TEXT:
Terrier
- Author: Tamora Pierce
- Language: English
- Series: Beka Cooper
- Genre: Fantasy novel
- Publisher: Random House Books for Young Readers
- Publication date: October 2006
- Publication place: United States
- Media type: Print (Hardback & Paperback)
- Pages: 592pp
- ISBN: 0-375-81468-X
- OCLC: 70106277
- LC Class: PZ7.P61464 Ter 2006
- Followed by: Bloodhound

= Terrier (novel) =

2006 novel by Tamora Pierce

Terrier is a young adult fantasy novel by Tamora Pierce, the first book in the Provost's Dog trilogy and the fifteenth book set in the Tortall Universe. It tells the story of Rebakah "Beka" Cooper, the ancestor of George Cooper from Song of the Lioness and Alianne from Trickster's Choice and Trickster's Queen. It is set 200 years prior to the bulk of the Tortall novels.

==Plot summary==

The story is told in the form of a series of journal entries made by Beka Cooper as she trains to become a Provosts Dog, a nickname for the police men and women in the employ of the Lord Provost of Tortall, with a prelude taken from Eleni Cooper's diary in which she relates Beka's story to her son George. Beka is also the surrogate daughter of the Provost, having helped him capture a band of dangerous criminals when she was only 8 years old. Lord Gershom adopts her, her mother, and her brothers and sisters from the "scummer" life of Mutt Piddle Lane, where the very poor live.

TASK 1:
Answer these from the Terrier text:
(a) Which book is listed as following it?
(b) How many years before most of the Tortall novels is it set?
(c) How old was Beka when she helped the Provost capture a band of criminals?
The listing that comes next is separate material with no connection to the Terrier text.

Data items:
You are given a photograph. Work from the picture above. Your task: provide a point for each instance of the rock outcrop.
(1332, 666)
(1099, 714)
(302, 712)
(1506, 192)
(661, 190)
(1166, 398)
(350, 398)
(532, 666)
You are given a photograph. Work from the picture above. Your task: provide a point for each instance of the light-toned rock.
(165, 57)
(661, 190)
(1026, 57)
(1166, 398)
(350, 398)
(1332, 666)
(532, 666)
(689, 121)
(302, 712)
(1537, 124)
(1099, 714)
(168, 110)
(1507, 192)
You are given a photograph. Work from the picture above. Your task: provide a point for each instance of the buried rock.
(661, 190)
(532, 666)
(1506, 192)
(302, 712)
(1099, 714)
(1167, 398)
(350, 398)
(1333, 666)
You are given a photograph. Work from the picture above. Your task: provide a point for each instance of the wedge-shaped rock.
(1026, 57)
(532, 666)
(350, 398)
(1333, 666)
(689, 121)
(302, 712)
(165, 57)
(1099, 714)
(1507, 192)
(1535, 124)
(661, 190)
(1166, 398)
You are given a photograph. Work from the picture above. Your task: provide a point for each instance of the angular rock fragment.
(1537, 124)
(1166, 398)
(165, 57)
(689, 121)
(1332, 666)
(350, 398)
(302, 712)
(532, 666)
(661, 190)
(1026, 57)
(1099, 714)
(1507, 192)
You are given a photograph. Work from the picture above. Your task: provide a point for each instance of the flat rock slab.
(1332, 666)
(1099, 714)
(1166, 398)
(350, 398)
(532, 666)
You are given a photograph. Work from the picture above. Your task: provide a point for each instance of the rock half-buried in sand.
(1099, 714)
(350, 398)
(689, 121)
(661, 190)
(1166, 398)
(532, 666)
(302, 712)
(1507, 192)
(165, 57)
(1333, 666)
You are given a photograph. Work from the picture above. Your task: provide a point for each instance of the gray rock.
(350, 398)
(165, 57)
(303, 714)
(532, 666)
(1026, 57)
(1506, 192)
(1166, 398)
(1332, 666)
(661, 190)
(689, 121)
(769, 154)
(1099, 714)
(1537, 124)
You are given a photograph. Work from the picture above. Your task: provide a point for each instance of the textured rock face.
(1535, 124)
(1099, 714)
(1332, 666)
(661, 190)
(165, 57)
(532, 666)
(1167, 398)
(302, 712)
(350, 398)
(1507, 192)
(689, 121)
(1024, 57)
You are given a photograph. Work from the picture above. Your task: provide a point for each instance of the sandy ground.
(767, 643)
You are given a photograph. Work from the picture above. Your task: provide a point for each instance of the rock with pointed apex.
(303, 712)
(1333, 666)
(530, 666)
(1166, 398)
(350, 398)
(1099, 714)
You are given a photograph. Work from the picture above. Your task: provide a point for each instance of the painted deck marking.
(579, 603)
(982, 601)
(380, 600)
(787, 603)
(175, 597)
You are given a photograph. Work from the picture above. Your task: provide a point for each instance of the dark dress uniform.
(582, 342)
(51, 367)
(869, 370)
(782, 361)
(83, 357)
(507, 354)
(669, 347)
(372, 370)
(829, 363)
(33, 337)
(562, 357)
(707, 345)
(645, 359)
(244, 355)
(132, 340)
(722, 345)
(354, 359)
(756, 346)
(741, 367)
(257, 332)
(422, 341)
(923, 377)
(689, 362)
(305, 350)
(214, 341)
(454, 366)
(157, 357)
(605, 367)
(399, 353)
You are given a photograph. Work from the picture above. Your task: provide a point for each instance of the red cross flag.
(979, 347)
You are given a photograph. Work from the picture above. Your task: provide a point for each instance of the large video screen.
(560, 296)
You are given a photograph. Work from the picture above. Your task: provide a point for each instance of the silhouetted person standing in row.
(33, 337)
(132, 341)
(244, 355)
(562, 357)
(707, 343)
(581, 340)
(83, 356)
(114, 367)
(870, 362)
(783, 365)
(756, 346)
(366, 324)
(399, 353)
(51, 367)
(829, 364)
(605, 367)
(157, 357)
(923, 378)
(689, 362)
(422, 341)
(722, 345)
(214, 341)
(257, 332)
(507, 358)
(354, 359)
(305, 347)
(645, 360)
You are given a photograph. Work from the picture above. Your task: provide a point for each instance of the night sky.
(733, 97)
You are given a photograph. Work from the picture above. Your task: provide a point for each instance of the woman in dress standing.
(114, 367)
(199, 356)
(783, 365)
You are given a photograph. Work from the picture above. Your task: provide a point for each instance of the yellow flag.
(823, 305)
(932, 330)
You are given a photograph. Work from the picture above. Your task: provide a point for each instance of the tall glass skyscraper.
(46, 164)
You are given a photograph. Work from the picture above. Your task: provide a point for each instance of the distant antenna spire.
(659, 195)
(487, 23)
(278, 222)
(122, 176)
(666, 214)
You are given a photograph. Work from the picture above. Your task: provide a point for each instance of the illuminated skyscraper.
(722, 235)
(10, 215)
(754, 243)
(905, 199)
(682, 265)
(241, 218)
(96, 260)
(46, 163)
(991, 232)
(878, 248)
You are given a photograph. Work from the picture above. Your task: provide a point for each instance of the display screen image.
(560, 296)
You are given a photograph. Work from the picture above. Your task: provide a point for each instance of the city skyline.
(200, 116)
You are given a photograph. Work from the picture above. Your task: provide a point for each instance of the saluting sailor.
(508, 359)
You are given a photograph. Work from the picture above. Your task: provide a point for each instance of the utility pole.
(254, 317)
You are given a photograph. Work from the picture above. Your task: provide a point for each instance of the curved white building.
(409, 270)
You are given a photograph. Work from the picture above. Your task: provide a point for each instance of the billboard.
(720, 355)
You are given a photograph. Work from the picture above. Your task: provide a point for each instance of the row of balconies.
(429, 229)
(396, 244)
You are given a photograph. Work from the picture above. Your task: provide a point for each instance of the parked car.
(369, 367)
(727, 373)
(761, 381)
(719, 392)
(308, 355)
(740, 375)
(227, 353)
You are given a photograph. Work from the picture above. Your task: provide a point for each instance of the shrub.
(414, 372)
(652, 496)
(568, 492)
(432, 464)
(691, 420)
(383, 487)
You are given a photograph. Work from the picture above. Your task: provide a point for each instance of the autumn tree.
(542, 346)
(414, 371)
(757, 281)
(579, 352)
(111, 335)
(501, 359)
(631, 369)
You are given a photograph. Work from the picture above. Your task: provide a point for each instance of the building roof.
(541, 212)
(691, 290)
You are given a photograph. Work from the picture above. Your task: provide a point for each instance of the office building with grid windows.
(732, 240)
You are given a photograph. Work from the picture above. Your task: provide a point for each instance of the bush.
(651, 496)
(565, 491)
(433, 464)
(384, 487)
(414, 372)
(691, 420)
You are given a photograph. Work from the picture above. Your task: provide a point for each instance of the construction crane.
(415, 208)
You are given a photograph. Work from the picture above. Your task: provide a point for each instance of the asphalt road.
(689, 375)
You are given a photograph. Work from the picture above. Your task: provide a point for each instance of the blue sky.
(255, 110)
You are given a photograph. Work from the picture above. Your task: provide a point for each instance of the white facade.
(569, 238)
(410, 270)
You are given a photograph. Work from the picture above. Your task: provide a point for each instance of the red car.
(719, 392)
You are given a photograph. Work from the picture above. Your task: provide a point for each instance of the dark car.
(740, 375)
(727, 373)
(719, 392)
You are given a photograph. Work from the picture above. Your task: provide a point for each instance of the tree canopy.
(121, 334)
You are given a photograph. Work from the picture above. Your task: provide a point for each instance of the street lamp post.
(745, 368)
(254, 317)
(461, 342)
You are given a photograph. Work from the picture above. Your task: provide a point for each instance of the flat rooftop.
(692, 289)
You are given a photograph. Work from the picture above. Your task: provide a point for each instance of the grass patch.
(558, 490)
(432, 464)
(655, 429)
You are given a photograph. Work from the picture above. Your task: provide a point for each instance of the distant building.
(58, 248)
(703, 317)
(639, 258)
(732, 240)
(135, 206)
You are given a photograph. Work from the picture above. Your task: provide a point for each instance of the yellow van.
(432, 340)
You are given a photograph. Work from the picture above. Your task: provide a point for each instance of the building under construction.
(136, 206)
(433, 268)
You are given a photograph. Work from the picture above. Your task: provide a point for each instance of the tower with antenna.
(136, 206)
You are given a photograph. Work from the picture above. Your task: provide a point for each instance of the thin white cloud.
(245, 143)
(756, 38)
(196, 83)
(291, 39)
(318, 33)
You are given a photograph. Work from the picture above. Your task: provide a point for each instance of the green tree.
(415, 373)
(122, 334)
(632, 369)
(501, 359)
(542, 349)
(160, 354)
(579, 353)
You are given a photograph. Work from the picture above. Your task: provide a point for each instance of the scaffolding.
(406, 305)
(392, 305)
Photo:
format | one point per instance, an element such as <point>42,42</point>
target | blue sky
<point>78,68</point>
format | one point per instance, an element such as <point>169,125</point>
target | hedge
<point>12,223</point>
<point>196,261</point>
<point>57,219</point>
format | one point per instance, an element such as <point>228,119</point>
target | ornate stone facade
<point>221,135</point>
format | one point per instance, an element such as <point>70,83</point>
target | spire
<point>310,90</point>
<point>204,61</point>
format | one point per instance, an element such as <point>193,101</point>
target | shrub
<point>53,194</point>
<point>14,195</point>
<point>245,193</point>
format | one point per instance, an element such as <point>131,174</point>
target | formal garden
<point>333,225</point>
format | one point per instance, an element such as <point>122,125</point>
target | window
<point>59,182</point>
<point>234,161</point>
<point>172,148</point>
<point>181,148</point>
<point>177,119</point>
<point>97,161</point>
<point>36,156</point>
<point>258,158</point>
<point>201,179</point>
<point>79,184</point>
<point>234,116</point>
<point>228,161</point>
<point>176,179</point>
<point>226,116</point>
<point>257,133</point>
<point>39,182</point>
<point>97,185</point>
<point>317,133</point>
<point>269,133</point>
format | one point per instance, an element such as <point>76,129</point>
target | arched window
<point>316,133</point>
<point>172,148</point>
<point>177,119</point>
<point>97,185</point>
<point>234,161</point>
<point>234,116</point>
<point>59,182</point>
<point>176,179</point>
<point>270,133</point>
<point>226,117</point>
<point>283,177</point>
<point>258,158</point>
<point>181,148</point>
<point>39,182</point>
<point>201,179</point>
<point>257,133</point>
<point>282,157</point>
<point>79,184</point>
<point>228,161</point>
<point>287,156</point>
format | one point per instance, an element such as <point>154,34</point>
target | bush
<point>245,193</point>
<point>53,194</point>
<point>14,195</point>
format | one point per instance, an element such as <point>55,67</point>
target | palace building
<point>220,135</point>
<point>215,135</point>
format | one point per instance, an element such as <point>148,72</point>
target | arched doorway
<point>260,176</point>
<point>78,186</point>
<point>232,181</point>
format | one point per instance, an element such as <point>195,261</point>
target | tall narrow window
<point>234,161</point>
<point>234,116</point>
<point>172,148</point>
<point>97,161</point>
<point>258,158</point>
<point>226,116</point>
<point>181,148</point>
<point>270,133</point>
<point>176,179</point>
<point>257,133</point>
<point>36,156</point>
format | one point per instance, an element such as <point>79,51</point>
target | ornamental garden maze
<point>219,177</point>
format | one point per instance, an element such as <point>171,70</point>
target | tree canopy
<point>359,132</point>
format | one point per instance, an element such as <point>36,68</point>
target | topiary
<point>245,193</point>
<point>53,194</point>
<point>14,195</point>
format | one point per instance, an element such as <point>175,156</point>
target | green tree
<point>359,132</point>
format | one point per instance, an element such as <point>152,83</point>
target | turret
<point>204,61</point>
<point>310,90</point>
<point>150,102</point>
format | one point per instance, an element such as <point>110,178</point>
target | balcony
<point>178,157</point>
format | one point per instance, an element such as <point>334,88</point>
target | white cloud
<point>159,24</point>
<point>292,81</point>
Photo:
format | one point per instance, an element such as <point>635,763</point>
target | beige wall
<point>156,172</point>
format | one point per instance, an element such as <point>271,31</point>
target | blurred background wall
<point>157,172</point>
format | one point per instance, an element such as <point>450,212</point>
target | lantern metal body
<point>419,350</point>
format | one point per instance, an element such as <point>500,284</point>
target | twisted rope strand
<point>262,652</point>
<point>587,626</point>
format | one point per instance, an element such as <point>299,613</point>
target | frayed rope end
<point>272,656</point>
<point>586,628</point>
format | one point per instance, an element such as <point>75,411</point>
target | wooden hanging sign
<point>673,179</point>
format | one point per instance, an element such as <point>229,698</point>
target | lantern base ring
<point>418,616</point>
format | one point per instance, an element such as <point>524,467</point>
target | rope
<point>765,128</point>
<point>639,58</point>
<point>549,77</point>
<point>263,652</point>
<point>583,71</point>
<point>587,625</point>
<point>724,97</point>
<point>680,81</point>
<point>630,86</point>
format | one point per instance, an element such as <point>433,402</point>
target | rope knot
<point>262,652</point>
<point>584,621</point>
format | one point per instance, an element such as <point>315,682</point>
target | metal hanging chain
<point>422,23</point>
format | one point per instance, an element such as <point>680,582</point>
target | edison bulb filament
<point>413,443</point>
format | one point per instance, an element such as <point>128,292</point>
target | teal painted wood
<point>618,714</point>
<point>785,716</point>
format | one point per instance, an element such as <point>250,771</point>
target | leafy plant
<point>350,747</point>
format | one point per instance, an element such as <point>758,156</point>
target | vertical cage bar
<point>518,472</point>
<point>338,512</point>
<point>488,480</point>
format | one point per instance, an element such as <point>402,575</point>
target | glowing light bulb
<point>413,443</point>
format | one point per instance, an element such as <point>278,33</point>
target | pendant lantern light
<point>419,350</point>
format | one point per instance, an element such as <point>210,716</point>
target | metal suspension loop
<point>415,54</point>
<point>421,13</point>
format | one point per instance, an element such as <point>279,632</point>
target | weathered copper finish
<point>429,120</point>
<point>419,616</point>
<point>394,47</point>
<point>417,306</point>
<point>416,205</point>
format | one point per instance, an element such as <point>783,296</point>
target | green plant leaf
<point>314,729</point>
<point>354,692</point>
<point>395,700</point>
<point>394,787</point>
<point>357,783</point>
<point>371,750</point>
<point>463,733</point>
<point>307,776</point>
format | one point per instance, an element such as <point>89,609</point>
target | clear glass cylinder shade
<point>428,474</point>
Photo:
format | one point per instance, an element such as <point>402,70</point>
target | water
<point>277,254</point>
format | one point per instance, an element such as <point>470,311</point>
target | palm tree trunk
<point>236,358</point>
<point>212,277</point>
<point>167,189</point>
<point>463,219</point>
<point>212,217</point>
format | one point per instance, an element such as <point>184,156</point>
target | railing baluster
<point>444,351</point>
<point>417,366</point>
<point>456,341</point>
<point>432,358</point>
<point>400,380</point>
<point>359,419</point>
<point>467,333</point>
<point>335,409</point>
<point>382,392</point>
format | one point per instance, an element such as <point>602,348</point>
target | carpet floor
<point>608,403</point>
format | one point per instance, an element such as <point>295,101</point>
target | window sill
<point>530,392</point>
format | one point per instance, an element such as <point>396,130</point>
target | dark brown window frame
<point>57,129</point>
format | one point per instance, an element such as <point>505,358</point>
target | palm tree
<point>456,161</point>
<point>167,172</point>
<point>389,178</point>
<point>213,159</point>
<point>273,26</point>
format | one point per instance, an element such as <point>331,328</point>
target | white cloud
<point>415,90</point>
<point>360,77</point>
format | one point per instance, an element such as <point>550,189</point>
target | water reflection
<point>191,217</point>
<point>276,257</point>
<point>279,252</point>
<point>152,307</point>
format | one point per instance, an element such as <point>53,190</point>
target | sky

TASK 2: Express the stretch of the listing from the line containing "such as <point>36,68</point>" through the line containing "<point>150,102</point>" as a two-column CSV with the headers text and answer. Each row should pair a text with its answer, each in one quoted field, with line breaks replaced by spaces.

TASK SOLUTION 1:
(a) Bloodhound
(b) 200 years
(c) 8 years old

TASK SOLUTION 2:
text,answer
"format | one point per instance, an element such as <point>36,68</point> target | topiary","<point>245,193</point> <point>53,194</point> <point>14,195</point>"
"format | one point per instance, an element such as <point>175,156</point> target | green tree","<point>359,132</point>"
"format | one point per instance, an element such as <point>152,83</point> target | turret","<point>204,61</point> <point>310,90</point> <point>150,102</point>"